--- start of Input data ---
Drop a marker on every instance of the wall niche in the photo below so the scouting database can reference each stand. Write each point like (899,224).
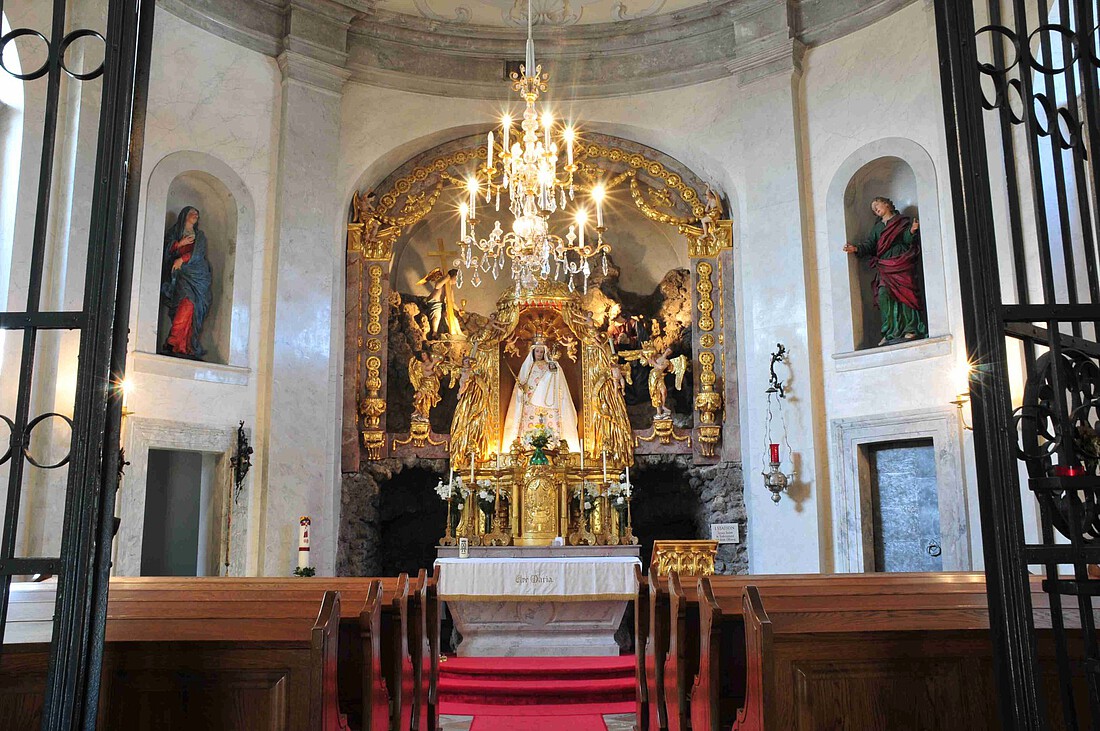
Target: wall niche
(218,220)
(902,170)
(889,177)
--- end of Input data ---
Write out the listing above word for word, leaving out the pictures.

Drop a marker on every instance of the wall niche in the photo below so the scouting database can reference each stand. Write each point like (899,224).
Target: wall niche
(218,220)
(902,170)
(889,177)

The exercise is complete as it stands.